• Objective: Rewrite the entries from the line with "Point to the floor vent." to the line with "(1269, 125)", substituting "wooden side table" for "wooden nightstand" and leaving every other character unchanged.

• Material for this task:
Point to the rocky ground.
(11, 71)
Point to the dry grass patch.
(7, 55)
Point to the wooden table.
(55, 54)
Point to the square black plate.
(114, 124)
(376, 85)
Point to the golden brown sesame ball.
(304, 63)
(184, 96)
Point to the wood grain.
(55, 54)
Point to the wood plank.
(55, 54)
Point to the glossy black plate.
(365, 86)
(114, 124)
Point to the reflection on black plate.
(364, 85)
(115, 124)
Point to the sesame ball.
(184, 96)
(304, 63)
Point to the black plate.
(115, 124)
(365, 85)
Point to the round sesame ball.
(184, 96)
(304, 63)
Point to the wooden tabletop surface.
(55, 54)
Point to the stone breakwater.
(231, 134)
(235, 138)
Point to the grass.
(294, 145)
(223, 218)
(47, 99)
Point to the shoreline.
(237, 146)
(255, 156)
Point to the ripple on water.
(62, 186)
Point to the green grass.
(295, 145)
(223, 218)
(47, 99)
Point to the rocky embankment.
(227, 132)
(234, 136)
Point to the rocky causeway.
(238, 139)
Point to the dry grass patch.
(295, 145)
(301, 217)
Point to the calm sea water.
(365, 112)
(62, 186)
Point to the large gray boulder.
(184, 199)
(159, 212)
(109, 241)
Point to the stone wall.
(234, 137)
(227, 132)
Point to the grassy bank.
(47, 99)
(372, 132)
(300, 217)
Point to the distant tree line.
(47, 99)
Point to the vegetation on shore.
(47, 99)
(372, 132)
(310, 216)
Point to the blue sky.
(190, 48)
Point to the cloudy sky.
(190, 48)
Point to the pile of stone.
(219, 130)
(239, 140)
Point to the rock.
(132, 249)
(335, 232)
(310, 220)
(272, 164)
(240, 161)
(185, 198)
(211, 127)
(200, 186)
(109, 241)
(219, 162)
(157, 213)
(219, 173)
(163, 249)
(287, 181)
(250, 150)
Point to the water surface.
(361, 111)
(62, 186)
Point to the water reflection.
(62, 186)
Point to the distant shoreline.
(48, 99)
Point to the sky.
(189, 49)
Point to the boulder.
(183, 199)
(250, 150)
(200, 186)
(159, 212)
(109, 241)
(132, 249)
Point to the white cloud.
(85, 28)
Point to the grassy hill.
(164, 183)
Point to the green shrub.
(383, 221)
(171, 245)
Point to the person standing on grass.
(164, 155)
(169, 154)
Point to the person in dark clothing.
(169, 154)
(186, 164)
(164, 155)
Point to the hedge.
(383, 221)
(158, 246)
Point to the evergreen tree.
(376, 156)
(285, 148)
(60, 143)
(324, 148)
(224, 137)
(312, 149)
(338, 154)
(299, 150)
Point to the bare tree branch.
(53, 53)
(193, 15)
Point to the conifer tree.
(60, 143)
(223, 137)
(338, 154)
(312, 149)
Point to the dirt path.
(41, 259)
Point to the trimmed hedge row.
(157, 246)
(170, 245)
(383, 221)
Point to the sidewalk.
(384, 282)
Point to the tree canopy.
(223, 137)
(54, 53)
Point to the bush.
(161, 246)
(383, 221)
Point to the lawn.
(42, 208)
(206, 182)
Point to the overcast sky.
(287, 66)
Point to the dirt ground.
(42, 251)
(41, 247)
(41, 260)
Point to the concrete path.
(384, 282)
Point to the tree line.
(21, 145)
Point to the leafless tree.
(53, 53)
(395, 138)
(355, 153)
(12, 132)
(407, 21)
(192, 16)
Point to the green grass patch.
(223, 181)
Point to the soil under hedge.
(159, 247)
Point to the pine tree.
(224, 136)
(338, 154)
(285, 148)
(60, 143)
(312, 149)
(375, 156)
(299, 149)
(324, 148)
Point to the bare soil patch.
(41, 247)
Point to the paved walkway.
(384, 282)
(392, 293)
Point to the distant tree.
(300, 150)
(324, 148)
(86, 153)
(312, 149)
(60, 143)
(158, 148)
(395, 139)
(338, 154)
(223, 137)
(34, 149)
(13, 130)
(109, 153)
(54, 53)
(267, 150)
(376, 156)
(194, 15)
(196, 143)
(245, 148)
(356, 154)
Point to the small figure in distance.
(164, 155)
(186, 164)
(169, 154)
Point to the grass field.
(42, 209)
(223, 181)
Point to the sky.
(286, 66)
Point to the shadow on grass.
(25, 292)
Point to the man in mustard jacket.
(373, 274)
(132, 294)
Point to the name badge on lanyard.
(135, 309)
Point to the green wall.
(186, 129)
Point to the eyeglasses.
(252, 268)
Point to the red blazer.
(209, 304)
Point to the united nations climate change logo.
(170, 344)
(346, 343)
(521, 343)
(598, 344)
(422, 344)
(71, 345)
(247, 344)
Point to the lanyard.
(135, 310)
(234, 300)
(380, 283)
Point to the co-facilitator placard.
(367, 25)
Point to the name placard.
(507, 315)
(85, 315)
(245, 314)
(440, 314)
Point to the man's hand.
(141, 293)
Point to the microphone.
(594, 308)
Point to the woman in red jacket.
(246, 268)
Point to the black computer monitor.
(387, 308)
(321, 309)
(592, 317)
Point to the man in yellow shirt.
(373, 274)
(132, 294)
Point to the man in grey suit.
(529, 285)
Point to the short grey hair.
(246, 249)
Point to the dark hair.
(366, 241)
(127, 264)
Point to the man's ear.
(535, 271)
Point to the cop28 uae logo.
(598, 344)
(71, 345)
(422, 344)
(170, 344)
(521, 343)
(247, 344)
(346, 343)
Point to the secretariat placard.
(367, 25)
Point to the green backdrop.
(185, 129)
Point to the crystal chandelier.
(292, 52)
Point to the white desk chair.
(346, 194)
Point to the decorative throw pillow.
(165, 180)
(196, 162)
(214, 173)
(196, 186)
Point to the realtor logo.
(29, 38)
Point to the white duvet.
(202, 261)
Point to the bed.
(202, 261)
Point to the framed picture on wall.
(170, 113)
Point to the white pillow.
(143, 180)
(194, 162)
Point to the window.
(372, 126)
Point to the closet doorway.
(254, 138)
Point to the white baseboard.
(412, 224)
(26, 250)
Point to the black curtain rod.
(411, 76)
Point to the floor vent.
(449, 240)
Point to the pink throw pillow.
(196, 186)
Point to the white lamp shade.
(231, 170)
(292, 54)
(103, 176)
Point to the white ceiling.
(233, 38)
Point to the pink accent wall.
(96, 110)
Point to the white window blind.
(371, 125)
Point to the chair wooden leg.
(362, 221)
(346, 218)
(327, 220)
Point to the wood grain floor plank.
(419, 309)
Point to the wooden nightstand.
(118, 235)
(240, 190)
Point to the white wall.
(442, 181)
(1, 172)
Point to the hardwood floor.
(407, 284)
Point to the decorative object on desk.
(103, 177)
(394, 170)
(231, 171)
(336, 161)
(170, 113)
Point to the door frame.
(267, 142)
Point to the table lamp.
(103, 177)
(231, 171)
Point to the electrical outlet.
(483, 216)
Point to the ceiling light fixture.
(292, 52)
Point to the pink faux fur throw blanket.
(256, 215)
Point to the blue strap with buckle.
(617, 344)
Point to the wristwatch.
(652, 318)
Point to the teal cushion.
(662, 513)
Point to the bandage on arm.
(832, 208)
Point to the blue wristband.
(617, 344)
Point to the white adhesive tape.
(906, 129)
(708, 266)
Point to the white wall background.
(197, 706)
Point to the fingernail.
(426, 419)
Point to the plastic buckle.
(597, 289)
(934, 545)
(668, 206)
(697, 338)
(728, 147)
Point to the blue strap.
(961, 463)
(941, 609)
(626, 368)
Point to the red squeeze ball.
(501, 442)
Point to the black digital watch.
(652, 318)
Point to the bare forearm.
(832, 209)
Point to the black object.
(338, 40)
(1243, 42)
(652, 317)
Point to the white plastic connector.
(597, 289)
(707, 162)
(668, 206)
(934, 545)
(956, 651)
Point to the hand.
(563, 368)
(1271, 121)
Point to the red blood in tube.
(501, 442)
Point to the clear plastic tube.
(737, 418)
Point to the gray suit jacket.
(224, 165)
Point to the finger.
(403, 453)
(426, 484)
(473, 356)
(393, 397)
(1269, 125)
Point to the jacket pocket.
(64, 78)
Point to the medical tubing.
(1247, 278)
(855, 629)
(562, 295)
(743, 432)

• Result of the task:
Point to the floor vent.
(449, 240)
Point to the pink throw pillow.
(196, 186)
Point to the white lamp shade.
(231, 170)
(292, 54)
(103, 176)
Point to the white ceiling.
(233, 38)
Point to the pink accent wall.
(96, 110)
Point to the white window blind.
(371, 125)
Point to the chair wooden leg.
(362, 221)
(346, 218)
(327, 220)
Point to the wood grain floor plank.
(419, 309)
Point to the wooden side table.
(118, 235)
(240, 190)
Point to the white wall.
(442, 181)
(1, 172)
Point to the hardwood floor.
(407, 284)
Point to the decorative object on desk.
(103, 177)
(394, 170)
(231, 171)
(336, 161)
(170, 113)
Point to the door frame.
(267, 142)
Point to the table lamp.
(103, 177)
(231, 171)
Point to the electrical outlet.
(483, 216)
Point to the ceiling light fixture.
(292, 52)
Point to the pink faux fur throw blanket.
(256, 215)
Point to the blue strap with buckle.
(617, 344)
Point to the wristwatch.
(652, 318)
Point to the teal cushion.
(662, 513)
Point to the bandage on arm.
(832, 208)
Point to the blue wristband.
(617, 344)
Point to the white adhesive tape.
(906, 129)
(708, 266)
Point to the white wall background.
(197, 706)
Point to the fingernail.
(426, 419)
Point to the plastic buckle.
(597, 289)
(934, 545)
(668, 206)
(697, 338)
(728, 147)
Point to the blue strap.
(961, 463)
(941, 609)
(626, 368)
Point to the red squeeze ball.
(501, 442)
Point to the black digital watch.
(652, 318)
Point to the bare forearm.
(832, 209)
Point to the black object.
(338, 40)
(1243, 42)
(652, 317)
Point to the white plastic connector.
(597, 289)
(707, 162)
(668, 206)
(934, 545)
(956, 651)
Point to the hand.
(563, 368)
(1271, 121)
Point to the red blood in tube.
(501, 442)
Point to the clear plastic tube.
(737, 418)
Point to the gray suit jacket.
(224, 165)
Point to the finger.
(403, 453)
(426, 484)
(473, 356)
(393, 397)
(1269, 125)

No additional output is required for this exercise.